**Requirement:**
Copy out exactly the lines from the line containing "Place a point on the twilight" to the end of the listing.

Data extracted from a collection

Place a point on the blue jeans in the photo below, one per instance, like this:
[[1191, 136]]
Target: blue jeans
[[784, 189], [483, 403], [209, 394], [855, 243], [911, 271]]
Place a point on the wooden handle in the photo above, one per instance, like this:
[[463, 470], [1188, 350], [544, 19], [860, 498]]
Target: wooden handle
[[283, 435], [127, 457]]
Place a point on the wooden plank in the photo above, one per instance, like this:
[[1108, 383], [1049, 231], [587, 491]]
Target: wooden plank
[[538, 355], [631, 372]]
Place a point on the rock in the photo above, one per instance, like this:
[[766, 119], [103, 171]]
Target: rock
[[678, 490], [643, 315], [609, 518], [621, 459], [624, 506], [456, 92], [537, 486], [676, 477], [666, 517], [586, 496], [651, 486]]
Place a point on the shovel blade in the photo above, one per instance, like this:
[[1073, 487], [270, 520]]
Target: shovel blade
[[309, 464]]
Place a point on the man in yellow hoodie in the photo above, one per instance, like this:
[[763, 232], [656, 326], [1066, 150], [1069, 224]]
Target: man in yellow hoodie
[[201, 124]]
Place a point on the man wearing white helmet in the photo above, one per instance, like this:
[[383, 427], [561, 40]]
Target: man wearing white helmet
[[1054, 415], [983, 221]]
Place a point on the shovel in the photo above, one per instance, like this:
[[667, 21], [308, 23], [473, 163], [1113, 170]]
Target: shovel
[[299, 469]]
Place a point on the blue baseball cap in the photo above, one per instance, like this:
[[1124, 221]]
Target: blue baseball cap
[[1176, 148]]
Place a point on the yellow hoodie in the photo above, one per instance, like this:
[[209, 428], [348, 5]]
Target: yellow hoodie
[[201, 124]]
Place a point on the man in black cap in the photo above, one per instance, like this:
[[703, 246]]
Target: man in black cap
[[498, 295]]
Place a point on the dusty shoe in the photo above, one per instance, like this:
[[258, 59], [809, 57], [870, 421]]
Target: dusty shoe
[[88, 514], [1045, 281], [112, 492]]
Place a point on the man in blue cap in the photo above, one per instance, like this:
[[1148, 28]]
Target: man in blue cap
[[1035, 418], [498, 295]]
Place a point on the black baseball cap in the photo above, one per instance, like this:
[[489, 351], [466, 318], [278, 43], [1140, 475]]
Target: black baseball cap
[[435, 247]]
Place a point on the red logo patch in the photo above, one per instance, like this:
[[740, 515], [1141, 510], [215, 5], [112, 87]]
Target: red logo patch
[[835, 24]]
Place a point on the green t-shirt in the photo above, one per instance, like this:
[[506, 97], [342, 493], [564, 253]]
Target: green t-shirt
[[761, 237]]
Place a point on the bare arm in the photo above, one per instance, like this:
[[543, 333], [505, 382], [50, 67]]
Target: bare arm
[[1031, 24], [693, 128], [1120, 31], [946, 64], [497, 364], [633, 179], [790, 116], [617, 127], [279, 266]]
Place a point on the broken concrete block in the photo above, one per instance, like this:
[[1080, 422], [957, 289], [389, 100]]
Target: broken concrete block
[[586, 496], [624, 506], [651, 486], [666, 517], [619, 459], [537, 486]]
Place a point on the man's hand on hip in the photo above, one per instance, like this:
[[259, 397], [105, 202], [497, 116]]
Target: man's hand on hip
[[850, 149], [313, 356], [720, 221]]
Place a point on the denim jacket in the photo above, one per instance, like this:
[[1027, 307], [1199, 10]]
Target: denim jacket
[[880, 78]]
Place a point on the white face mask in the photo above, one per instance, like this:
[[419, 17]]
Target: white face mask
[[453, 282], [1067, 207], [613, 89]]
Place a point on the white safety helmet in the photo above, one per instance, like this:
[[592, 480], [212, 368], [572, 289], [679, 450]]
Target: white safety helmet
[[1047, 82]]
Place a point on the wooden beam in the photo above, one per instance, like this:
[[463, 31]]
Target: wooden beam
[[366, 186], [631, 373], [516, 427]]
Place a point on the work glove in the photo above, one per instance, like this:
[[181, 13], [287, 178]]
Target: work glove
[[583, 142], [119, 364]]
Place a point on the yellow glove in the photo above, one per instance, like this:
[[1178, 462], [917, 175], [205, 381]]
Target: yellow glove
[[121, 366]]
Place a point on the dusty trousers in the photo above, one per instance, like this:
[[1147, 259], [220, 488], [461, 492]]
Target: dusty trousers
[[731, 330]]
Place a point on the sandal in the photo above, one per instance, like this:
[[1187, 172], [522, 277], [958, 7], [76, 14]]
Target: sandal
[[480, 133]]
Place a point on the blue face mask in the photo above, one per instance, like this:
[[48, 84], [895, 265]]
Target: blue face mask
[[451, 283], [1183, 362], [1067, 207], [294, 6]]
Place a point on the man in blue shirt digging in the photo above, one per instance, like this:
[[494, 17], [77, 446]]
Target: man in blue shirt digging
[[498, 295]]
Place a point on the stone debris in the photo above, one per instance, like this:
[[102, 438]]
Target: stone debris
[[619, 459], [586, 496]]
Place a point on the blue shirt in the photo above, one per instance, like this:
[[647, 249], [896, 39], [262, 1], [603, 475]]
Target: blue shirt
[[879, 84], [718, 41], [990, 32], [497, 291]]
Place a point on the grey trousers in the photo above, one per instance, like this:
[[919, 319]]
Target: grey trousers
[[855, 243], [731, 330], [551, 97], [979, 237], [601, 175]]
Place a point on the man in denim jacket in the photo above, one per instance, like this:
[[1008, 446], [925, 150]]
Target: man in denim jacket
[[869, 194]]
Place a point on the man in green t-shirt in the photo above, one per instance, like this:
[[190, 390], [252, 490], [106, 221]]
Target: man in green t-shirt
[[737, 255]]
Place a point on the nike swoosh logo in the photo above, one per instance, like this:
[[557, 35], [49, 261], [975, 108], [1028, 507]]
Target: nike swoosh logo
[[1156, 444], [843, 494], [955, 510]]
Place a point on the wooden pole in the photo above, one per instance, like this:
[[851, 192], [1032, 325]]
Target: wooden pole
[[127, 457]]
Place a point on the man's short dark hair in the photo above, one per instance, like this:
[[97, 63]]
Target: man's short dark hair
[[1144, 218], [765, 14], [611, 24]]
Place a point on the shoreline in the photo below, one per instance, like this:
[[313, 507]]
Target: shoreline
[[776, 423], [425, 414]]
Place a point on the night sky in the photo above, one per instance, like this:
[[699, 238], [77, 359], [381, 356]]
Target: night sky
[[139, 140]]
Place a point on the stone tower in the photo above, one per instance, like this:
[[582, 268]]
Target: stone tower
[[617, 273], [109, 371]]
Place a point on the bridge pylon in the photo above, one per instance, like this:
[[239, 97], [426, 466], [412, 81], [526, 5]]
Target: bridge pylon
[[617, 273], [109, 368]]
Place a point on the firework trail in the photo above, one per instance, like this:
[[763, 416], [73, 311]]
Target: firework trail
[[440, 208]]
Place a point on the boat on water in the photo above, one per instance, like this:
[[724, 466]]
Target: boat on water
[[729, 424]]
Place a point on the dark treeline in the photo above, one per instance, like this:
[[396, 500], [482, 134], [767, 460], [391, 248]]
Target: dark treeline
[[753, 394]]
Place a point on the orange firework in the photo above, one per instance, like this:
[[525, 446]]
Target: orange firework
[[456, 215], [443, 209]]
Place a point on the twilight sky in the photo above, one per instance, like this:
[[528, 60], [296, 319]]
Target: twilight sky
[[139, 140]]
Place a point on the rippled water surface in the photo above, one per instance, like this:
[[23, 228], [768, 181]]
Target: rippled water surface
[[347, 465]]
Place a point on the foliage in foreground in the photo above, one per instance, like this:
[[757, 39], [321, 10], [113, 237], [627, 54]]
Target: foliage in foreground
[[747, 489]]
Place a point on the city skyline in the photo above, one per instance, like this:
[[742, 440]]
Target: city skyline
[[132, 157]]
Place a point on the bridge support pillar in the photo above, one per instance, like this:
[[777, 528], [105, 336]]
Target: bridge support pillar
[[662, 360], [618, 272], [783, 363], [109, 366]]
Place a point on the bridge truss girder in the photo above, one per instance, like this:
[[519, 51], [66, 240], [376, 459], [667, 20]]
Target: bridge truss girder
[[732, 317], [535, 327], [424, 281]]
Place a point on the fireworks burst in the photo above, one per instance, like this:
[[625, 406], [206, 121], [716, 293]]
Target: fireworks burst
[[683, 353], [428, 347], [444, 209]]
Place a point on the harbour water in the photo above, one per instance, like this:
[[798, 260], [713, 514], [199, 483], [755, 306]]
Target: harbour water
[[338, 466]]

**Final result:**
Place a point on the twilight sky in the photo above, one per instance, like this:
[[528, 60], [296, 319]]
Target: twilight sky
[[139, 140]]
Place a point on the rippled water surface in the photo above, one per instance, like this:
[[23, 228], [768, 181]]
Target: rippled water surface
[[347, 465]]
Place a point on the foliage in foreground in the photo above, one per instance, like this:
[[757, 39], [321, 10], [113, 237], [627, 54]]
Target: foliage in foreground
[[747, 489]]
Place a point on the city skyline in the photo above, one per instance, like this:
[[742, 440]]
Target: city skyline
[[132, 157]]
Place a point on the bridge support pillar in the photo above, one per instance, like this:
[[777, 528], [105, 336]]
Target: bridge support pillar
[[662, 360], [618, 272], [783, 363], [109, 366]]
Place a point on the bridge truss girder in the photo above, one per instance, like this:
[[519, 51], [66, 240], [376, 459], [667, 20]]
Target: bridge truss girder
[[732, 317], [535, 327], [424, 281]]
Place a point on the fireworks burst in the photo above, one per instance, like this:
[[625, 406], [206, 121], [716, 293]]
Target: fireworks burst
[[683, 353], [428, 347], [444, 209]]
Place a point on the harbour water in the photo above, one per instance, like this:
[[798, 260], [713, 514], [199, 483], [755, 306]]
Target: harbour water
[[338, 466]]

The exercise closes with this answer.